- [Excerpted passage]:
— Begin —
General Education Competencies

Completion of the General Education curriculum at UGA encourages students’ learning within five competency areas: Written Communication, Oral Communication, Quantitative Reasoning, Critical Thinking, and Moral Reasoning.  

Competency 

Associated Learning Outcomes 

 

Students will …  

Written Communication 

  • Assimilate, analyze, and present in written forms, a body of information 
  • Adapt writing to circumstances and audience 
  • Interpret content of written materials on related topics from various disciplines 
  • Compose effective written materials for various academic and professional contexts 
  • Produce writing that is stylistically appropriate and mature 

Oral Communication 

  • Assimilate, analyze, and present in oral forms, a body of information 
  • Adapt communication to circumstances and audience 
  • Communicate in various modes and media, including the proper use of appropriate technology 
  • Produce communication that is stylistically appropriate and mature 
  • Communicate for academic and professional contexts 

Quantitative Reasoning 

  • Model situations from a variety of settings in generalized mathematical forms.
— End —
- [Stored data]:
— Begin —
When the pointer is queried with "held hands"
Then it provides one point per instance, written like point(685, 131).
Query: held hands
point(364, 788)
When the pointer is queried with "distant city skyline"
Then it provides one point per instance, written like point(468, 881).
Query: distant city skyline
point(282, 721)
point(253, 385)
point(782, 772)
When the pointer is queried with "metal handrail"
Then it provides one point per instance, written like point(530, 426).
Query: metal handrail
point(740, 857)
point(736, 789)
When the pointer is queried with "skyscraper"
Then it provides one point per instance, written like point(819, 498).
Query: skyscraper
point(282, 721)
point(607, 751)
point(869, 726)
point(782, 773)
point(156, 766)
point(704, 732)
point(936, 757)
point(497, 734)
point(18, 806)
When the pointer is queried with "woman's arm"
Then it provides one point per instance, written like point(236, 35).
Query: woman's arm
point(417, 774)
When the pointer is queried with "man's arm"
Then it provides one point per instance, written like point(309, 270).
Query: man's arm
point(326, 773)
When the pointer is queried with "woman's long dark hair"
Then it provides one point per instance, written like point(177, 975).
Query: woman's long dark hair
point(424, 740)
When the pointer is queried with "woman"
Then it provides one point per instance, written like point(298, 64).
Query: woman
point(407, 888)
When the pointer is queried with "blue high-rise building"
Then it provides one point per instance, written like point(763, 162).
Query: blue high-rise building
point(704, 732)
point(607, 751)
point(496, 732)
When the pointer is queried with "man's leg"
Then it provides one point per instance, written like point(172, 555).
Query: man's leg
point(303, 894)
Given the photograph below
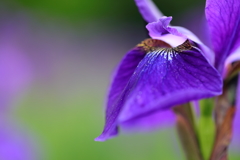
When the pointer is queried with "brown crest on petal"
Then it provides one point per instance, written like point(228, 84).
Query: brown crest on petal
point(183, 47)
point(149, 44)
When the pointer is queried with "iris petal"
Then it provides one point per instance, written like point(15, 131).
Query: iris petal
point(163, 78)
point(162, 30)
point(224, 23)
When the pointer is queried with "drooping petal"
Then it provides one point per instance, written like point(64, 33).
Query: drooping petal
point(224, 24)
point(150, 122)
point(148, 10)
point(124, 72)
point(164, 78)
point(229, 63)
point(175, 35)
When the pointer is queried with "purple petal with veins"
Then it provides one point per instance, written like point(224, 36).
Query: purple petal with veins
point(175, 35)
point(165, 77)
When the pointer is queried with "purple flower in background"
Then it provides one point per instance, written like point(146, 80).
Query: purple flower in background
point(15, 76)
point(171, 68)
point(16, 144)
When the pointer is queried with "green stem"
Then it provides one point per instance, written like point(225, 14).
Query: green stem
point(187, 132)
point(206, 127)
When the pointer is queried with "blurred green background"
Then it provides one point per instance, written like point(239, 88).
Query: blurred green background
point(73, 47)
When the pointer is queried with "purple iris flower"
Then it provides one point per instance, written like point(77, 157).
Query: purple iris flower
point(172, 67)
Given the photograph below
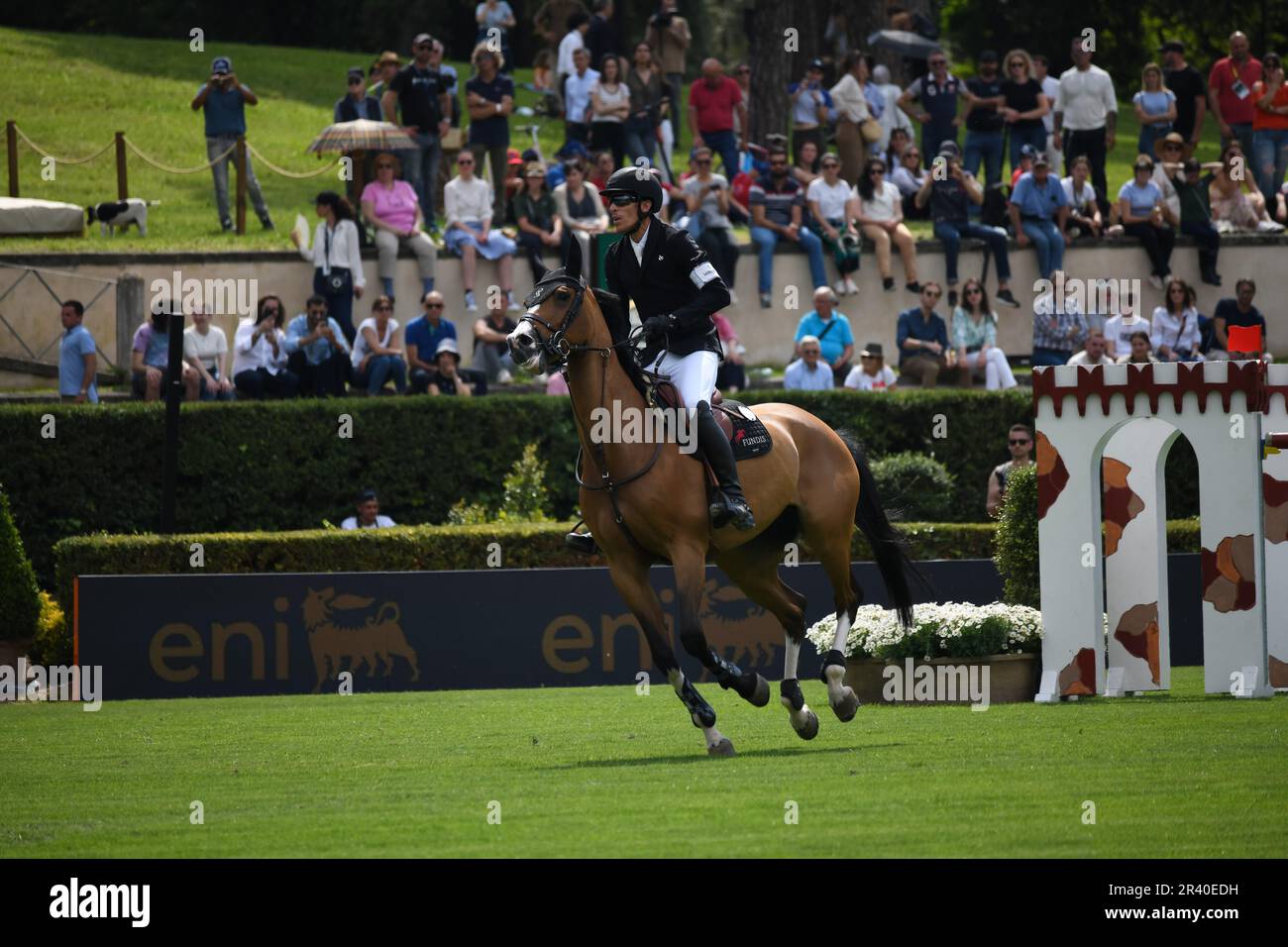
— End —
- [Problem set]:
#1 Reproduce the General Education competencies text from "General Education Competencies" up to and including "and Moral Reasoning.".
#2 Rename "pointer" as "locator" in the rows from the first line up to and including the line with "point(782, 772)", and give only those lines with everything else unchanged.

- [The answers]:
#1
General Education Competencies

Completion of the General Education curriculum at UGA encourages students’ learning within five competency areas: Written Communication, Oral Communication, Quantitative Reasoning, Critical Thinking, and Moral Reasoning.

#2
When the locator is queried with "held hands"
Then it provides one point per instance, written like point(685, 131).
Query: held hands
point(364, 788)
When the locator is queried with "distant city skyline"
Then it provides one point per instance, written like point(468, 881).
Query: distant city skyline
point(282, 721)
point(253, 385)
point(782, 772)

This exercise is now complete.